> Work to complete
Reproduce the material exactly, omitting nothing.

--- begin ---

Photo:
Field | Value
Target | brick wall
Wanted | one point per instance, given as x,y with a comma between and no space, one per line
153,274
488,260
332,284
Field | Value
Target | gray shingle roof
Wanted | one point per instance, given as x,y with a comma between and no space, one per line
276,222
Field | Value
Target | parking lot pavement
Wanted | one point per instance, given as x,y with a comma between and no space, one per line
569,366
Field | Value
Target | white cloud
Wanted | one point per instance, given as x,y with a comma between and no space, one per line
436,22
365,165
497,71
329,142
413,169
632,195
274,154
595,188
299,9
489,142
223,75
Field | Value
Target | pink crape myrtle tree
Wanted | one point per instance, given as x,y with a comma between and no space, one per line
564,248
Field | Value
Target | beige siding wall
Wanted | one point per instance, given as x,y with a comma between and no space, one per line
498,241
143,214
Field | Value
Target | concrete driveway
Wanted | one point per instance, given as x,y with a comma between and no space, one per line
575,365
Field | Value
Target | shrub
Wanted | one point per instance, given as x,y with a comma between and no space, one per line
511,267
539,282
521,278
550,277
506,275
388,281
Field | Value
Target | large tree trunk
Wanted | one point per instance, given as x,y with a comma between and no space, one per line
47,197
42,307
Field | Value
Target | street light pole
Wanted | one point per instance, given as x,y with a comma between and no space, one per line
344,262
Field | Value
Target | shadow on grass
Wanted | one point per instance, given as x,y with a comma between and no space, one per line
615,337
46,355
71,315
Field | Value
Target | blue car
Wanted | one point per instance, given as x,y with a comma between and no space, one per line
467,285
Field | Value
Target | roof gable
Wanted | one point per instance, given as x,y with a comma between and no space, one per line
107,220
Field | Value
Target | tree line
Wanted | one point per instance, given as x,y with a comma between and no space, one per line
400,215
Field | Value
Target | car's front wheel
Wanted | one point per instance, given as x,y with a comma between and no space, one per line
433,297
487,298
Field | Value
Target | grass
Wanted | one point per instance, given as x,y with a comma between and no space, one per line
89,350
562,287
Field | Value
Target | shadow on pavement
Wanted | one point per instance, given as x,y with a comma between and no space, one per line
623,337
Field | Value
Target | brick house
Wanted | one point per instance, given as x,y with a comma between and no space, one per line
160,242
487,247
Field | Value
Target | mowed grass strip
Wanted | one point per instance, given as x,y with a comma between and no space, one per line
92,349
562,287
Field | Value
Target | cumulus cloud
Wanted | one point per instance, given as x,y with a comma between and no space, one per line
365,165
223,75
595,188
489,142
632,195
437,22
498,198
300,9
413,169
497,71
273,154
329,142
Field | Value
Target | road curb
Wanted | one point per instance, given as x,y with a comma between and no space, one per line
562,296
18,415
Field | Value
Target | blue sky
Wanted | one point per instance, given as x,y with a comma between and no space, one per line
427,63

--- end ---

> Result
Photo:
Field | Value
Target | brick wall
Wanted | one point per instance, given as x,y with a comma between and no space, one per line
153,274
488,260
332,284
Field | Value
Target | gray shingle roof
Wanted | one point per instance, given as x,y with a comma between and no space, one per line
276,222
Field | Value
Target | parking lot pavement
Wanted | one point per instance, given as x,y with a comma between and no space, one per line
569,366
Field | Value
Target | white cloud
Wanted | one point per instance, given as x,y with a comma between and no space, one per line
436,22
365,165
497,71
329,142
413,169
632,195
274,154
595,188
299,9
489,142
223,75
Field | Value
Target | pink crape myrtle tree
Wanted | one point per instance, given as x,y with a comma between and no space, one per line
564,248
Field | Value
Target | beige siding wall
Wanted | one point per instance, given as x,y with a comma between and no space, one per line
498,241
143,214
Field | Value
Target | concrete driveway
Wanted | one point per instance, given as x,y with a comma between and no space, one per line
575,365
Field | Value
Target | shrub
Wanted | one point per instance, given as x,y with a comma between and no space, one per line
511,267
539,282
521,278
550,277
506,275
388,281
Field | Value
Target | large tree trunk
Wanted | one point per instance, given as x,y with a comma between and no space, one per line
47,197
42,307
Field | Value
Target | street light pole
Wanted | one point per instance, given as x,y with a comma between and no space, one per line
344,262
Field | Value
Target | shadow on grass
Wanted | one point per instance, given as x,y with a comma between and no space, one per line
615,337
46,355
71,315
Field | Value
Target | blue car
Wanted | one point per instance, given as x,y with a comma between and no space, one per line
467,285
Field | Value
Target | roof gable
Wanted | one point per instance, given as x,y with a comma between and no space, one per line
107,220
Field | Value
Target | tree line
Wanted | one point per instance, given as x,y with a comma between and no space, one per line
400,215
Field | Value
Target | car's front wheel
Wanted | one point per instance, given as x,y with a comma between and no space, one per line
433,297
487,298
Field | Value
Target | grass
Wanted | one point per instance, given as x,y with a comma between and no space, one per line
89,350
562,287
Field | Value
Target | shadow on pavement
Wanted | one point per instance, given as x,y with a comma between and no space, one per line
623,337
Field | Value
Target | brick house
Wanted | one point per instance, given as x,y with a comma between and no space, one per line
160,242
487,247
Field | Value
Target | mowed grass strip
Wanted | one point per instance, given as x,y with a comma between and no space, one per line
92,349
562,287
Field | Value
Target | cumulus cloud
Wanted | one point per instance, given as x,y with a comma between and no space, one per line
365,165
223,75
595,188
489,142
632,195
437,22
498,198
300,9
413,169
497,71
273,154
329,142
Field | Value
Target | road curb
Wanted | one point per instance, given as x,y with a comma between and no space, one per line
562,296
18,415
Field | Value
Target | blue sky
Wanted | one point per instance, given as x,y with a comma between and no space, one per line
427,63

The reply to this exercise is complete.